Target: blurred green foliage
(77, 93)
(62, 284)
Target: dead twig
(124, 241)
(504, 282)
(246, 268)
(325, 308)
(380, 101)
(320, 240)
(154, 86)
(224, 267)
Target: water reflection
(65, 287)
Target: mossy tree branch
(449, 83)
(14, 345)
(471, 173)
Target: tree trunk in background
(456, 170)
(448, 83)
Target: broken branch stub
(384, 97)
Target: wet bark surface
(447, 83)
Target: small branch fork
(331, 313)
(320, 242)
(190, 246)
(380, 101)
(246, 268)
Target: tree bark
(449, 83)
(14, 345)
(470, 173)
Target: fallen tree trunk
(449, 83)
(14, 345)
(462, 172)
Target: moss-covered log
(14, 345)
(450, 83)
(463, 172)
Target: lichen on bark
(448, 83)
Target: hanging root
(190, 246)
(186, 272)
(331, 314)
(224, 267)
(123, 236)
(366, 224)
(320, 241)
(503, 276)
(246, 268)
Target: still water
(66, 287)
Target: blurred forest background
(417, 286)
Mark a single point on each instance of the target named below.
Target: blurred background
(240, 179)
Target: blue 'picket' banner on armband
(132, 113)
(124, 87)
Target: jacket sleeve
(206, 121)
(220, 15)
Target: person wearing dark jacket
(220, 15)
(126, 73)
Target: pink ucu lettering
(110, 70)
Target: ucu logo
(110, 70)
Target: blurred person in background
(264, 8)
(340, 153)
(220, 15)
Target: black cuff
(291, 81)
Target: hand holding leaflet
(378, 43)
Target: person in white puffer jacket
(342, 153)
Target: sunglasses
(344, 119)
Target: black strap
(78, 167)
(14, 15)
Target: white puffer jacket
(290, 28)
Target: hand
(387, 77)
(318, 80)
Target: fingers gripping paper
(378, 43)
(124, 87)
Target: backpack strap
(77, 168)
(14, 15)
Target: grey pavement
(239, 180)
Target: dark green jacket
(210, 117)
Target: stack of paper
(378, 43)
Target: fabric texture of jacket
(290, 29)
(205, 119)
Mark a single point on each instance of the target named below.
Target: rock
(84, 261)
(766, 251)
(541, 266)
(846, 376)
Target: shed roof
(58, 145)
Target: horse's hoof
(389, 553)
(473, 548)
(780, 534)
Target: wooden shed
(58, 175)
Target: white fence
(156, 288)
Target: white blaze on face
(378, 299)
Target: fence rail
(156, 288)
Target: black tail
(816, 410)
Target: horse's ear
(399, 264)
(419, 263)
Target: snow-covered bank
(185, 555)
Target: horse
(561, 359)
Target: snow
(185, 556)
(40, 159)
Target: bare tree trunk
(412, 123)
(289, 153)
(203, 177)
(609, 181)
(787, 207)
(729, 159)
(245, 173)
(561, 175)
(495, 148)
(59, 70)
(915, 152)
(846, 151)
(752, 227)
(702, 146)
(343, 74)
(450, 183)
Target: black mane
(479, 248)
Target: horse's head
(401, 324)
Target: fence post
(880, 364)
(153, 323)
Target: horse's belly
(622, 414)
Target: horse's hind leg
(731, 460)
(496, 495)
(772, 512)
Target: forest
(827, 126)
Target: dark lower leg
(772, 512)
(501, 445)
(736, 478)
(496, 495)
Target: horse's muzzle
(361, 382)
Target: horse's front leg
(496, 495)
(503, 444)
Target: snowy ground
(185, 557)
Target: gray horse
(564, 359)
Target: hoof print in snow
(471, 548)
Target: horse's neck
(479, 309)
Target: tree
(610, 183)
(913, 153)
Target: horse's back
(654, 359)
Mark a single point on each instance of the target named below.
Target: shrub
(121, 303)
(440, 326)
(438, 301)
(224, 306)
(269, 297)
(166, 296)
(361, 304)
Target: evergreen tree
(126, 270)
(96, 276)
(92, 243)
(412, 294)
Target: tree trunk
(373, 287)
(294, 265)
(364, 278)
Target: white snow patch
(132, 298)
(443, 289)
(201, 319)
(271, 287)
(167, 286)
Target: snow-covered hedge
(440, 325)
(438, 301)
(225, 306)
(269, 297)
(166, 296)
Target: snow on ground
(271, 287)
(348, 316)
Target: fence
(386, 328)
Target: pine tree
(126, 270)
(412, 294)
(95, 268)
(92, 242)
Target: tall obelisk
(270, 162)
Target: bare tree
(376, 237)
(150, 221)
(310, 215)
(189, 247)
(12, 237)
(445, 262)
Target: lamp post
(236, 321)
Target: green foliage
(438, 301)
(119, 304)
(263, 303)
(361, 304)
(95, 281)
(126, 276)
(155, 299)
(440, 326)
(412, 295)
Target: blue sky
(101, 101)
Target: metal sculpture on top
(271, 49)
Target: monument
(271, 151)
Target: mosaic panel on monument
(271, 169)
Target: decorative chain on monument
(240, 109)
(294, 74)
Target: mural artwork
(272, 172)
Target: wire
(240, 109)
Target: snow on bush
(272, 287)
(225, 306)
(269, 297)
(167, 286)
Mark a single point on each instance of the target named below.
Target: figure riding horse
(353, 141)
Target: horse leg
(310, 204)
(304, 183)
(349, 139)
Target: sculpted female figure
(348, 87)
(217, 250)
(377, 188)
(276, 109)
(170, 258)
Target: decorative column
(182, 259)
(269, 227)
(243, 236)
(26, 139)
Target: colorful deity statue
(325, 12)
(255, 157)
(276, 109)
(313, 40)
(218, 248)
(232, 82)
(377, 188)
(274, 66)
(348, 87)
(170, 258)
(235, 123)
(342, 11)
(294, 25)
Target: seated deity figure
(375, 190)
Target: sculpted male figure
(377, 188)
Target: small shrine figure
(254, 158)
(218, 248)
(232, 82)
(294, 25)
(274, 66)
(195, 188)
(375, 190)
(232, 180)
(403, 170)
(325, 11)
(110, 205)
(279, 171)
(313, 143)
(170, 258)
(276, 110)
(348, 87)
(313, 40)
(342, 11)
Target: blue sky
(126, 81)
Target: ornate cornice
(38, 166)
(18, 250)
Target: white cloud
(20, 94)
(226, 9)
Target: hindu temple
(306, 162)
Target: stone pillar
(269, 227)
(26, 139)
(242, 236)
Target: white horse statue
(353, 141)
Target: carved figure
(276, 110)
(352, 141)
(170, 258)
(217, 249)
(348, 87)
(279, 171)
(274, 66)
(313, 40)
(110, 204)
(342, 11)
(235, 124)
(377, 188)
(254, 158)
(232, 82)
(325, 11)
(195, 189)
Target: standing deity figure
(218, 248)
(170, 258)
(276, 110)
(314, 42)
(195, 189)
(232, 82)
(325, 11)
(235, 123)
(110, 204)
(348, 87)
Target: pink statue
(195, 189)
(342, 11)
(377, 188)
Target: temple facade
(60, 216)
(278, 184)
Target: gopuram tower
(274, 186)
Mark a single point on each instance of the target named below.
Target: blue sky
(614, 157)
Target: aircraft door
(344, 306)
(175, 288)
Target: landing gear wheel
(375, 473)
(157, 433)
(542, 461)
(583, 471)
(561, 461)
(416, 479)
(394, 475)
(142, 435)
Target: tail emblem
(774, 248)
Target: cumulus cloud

Task goal —
Set down, word for word, every line from the line that holds "Target: mosaic panel on monument" to the end of the entries above, including both ends.

Expected output —
Target: mosaic panel on monument
(271, 169)
Target: decorative chain on monument
(240, 109)
(294, 74)
Target: mural artwork
(272, 172)
Target: wire
(240, 109)
Target: snow on bush
(272, 287)
(225, 306)
(269, 297)
(167, 286)
Mark a single point on each instance of the target named below.
Target: figure riding horse
(353, 141)
Target: horse leg
(310, 204)
(304, 183)
(349, 139)
Target: sculpted female figure
(348, 87)
(217, 250)
(377, 188)
(276, 109)
(170, 258)
Target: decorative column
(182, 259)
(269, 227)
(243, 236)
(26, 139)
Target: colorful deity statue
(325, 12)
(255, 157)
(276, 109)
(313, 40)
(218, 248)
(232, 82)
(377, 188)
(274, 66)
(348, 87)
(170, 258)
(235, 123)
(342, 11)
(294, 25)
Target: seated deity figure
(375, 190)
Target: sculpted male figure
(377, 188)
Target: small shrine figure
(254, 158)
(218, 248)
(232, 82)
(294, 25)
(274, 66)
(195, 188)
(375, 190)
(232, 180)
(403, 170)
(325, 11)
(110, 205)
(279, 171)
(313, 143)
(170, 258)
(276, 110)
(348, 87)
(313, 40)
(342, 11)
Target: blue sky
(126, 81)
Target: ornate cornice
(38, 166)
(18, 250)
Target: white cloud
(20, 94)
(226, 9)
Target: hindu temple
(306, 162)
Target: stone pillar
(269, 227)
(26, 139)
(242, 236)
Target: white horse statue
(353, 141)
Target: carved figure
(276, 110)
(352, 141)
(170, 258)
(217, 249)
(348, 87)
(279, 171)
(274, 66)
(313, 40)
(110, 204)
(342, 11)
(235, 124)
(377, 188)
(254, 158)
(232, 82)
(325, 11)
(195, 189)
Target: standing deity figure
(218, 248)
(170, 258)
(276, 110)
(314, 42)
(195, 189)
(232, 82)
(325, 11)
(235, 123)
(110, 204)
(348, 87)
Target: pink statue
(195, 189)
(342, 11)
(377, 188)
Target: temple facade
(60, 216)
(278, 184)
Target: gopuram tower
(274, 186)
Mark a single point on each instance of the target named below.
Target: blue sky
(614, 157)
Target: aircraft door
(344, 306)
(175, 288)
Target: landing gear wheel
(375, 473)
(157, 433)
(542, 461)
(583, 471)
(561, 461)
(416, 479)
(394, 475)
(142, 435)
Target: tail emblem
(774, 248)
Target: cumulus cloud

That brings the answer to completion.